Stated task: List every line in the records below that contains the string "green". Matching is case-sensitive.

Data supplied:
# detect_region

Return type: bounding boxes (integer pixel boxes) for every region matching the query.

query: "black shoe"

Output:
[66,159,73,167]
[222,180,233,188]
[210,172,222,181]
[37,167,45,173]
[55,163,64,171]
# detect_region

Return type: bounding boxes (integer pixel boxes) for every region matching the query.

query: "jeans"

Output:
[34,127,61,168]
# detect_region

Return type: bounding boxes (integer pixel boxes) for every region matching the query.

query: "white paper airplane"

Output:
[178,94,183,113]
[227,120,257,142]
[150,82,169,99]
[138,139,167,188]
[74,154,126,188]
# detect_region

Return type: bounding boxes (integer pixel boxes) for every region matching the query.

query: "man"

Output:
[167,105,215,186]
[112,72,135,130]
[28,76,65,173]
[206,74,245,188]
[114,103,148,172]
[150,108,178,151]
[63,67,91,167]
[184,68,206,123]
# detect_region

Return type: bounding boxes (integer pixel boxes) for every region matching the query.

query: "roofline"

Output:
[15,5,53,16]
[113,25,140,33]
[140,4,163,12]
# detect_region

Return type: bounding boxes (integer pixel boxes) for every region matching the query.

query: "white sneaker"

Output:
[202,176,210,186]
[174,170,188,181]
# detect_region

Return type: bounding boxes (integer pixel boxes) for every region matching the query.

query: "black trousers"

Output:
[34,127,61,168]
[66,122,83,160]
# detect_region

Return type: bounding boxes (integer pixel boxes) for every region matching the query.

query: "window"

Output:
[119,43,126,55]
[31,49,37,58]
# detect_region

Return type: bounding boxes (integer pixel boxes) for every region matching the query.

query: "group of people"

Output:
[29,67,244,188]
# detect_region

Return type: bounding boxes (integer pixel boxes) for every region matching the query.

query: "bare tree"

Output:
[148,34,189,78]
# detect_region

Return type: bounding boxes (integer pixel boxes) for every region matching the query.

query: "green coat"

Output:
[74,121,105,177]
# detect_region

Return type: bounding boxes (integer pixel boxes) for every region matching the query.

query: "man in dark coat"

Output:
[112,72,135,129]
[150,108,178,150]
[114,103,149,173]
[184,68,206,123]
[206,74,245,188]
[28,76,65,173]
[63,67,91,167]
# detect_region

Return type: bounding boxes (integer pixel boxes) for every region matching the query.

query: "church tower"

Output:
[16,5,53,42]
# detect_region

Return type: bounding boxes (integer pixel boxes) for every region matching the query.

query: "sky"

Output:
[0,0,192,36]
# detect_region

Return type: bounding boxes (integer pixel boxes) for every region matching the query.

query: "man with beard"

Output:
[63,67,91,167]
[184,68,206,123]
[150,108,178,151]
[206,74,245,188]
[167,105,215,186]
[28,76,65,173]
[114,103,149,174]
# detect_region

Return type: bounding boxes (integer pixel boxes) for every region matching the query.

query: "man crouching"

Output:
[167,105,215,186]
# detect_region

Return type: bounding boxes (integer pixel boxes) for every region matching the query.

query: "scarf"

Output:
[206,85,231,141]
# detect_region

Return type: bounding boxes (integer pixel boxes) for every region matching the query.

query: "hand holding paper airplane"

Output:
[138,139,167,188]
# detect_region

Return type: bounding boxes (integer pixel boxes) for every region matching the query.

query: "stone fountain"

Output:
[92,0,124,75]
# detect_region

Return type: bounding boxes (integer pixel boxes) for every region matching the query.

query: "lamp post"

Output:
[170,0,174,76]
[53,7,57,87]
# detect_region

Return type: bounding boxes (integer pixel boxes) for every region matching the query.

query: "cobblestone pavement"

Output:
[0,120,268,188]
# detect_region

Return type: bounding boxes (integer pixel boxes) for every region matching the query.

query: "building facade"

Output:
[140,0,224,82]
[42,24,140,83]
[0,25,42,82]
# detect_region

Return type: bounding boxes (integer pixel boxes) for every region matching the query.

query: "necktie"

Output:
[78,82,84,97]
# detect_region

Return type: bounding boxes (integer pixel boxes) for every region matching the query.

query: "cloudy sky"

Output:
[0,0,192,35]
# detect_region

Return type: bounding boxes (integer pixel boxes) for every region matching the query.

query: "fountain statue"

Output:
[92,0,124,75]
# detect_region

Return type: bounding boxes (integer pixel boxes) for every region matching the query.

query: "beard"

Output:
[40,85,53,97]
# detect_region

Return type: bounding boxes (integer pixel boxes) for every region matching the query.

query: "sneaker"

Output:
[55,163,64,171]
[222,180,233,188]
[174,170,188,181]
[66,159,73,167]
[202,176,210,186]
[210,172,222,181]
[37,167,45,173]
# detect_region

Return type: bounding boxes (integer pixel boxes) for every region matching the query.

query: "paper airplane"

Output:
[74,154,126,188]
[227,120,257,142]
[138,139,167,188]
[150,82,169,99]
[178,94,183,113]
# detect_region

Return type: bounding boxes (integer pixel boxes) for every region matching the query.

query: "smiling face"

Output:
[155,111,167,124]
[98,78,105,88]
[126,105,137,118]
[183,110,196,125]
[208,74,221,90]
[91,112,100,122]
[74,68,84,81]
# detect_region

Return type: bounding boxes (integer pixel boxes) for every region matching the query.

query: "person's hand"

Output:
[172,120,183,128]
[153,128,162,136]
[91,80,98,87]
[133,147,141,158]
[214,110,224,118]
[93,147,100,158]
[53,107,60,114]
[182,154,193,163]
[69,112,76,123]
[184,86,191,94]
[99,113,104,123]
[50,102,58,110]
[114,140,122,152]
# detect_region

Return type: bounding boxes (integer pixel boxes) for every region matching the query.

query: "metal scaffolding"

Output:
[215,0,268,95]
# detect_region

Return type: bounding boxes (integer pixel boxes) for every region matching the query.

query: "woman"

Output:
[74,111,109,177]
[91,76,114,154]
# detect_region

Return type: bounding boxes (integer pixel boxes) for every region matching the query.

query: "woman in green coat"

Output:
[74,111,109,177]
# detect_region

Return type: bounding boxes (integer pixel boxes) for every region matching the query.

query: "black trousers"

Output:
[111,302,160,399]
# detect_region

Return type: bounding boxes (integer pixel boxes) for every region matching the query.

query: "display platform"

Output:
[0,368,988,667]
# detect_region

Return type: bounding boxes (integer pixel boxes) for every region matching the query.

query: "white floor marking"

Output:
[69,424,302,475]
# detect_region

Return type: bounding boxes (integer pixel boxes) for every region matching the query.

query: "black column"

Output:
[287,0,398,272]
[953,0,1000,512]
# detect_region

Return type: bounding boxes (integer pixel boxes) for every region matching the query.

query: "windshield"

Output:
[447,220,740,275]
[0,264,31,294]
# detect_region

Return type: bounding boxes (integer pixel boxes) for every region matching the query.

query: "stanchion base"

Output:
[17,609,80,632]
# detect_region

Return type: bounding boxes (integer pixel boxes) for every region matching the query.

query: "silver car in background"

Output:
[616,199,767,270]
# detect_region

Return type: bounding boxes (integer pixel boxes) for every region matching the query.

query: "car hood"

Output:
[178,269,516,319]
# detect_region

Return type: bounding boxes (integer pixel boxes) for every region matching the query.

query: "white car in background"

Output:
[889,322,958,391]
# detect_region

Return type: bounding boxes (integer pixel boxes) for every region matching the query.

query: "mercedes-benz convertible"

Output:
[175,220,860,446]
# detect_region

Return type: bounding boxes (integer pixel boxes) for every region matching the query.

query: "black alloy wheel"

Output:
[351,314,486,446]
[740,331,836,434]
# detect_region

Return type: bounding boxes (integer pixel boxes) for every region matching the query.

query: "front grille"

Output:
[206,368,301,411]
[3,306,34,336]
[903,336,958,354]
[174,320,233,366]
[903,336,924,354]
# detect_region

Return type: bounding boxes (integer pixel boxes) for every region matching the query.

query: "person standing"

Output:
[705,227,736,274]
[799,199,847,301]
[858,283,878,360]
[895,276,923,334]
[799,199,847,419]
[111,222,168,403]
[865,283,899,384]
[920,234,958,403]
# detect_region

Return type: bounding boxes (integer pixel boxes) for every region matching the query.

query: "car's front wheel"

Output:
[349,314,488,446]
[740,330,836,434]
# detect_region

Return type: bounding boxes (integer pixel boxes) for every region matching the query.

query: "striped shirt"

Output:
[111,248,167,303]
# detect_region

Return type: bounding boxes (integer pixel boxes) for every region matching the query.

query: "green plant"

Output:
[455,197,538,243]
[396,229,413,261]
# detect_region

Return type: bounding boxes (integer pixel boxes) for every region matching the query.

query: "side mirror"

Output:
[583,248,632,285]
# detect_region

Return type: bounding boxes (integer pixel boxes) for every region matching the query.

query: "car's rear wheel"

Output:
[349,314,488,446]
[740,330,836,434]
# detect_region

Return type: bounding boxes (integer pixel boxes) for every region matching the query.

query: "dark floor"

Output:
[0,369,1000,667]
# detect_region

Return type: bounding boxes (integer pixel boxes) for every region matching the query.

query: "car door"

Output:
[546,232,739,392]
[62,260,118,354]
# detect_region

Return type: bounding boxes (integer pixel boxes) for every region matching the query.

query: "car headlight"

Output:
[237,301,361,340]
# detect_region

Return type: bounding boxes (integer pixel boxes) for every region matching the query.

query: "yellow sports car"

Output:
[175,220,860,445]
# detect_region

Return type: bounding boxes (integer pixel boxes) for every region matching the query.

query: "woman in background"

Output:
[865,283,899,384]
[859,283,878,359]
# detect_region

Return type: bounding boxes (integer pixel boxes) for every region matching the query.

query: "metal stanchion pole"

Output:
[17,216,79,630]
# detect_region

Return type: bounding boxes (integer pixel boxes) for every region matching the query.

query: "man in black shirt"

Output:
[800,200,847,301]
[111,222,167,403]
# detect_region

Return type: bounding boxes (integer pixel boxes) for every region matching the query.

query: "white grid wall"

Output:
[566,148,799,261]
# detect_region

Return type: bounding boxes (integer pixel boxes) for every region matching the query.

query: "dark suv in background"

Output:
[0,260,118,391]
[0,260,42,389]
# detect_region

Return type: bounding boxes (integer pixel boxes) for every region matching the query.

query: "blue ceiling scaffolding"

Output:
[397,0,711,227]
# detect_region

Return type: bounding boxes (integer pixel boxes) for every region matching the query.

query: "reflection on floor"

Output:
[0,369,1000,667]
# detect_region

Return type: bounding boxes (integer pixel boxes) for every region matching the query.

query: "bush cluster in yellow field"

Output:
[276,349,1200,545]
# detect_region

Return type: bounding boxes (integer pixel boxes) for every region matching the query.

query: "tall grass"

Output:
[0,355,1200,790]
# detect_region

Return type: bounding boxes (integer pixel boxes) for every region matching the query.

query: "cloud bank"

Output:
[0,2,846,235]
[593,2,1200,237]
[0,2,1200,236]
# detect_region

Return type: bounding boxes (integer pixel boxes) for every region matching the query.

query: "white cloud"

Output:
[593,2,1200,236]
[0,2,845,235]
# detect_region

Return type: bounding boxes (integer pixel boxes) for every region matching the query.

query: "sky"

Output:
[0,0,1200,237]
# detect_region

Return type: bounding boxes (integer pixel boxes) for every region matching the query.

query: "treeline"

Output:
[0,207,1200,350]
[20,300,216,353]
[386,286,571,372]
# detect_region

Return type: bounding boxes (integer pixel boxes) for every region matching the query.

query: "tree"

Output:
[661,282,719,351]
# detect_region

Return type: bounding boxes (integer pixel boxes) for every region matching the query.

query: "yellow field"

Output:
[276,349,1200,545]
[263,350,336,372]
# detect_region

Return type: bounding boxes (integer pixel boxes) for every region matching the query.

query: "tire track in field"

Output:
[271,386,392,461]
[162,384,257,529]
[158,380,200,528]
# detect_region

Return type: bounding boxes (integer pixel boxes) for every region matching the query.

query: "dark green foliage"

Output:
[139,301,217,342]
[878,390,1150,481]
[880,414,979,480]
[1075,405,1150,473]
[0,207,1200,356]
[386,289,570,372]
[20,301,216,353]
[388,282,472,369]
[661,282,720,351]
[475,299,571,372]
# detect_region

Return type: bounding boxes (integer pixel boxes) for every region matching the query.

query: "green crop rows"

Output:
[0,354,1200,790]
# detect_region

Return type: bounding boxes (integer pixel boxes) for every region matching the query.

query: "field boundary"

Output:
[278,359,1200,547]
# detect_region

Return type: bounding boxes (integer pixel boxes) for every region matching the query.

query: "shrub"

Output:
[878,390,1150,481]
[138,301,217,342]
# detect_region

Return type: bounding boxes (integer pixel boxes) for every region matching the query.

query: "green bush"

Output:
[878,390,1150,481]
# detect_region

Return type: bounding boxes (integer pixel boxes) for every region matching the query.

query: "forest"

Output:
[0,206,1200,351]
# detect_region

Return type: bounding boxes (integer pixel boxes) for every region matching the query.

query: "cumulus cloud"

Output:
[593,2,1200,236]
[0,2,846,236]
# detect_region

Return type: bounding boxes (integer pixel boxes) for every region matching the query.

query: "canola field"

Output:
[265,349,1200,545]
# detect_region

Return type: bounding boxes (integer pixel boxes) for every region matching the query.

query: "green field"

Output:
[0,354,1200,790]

In response:
query: "green coat"
query: "woman in green coat"
query: "green plant"
query: "dark green foliage"
query: "green crop rows"
query: "green bush"
query: "green field"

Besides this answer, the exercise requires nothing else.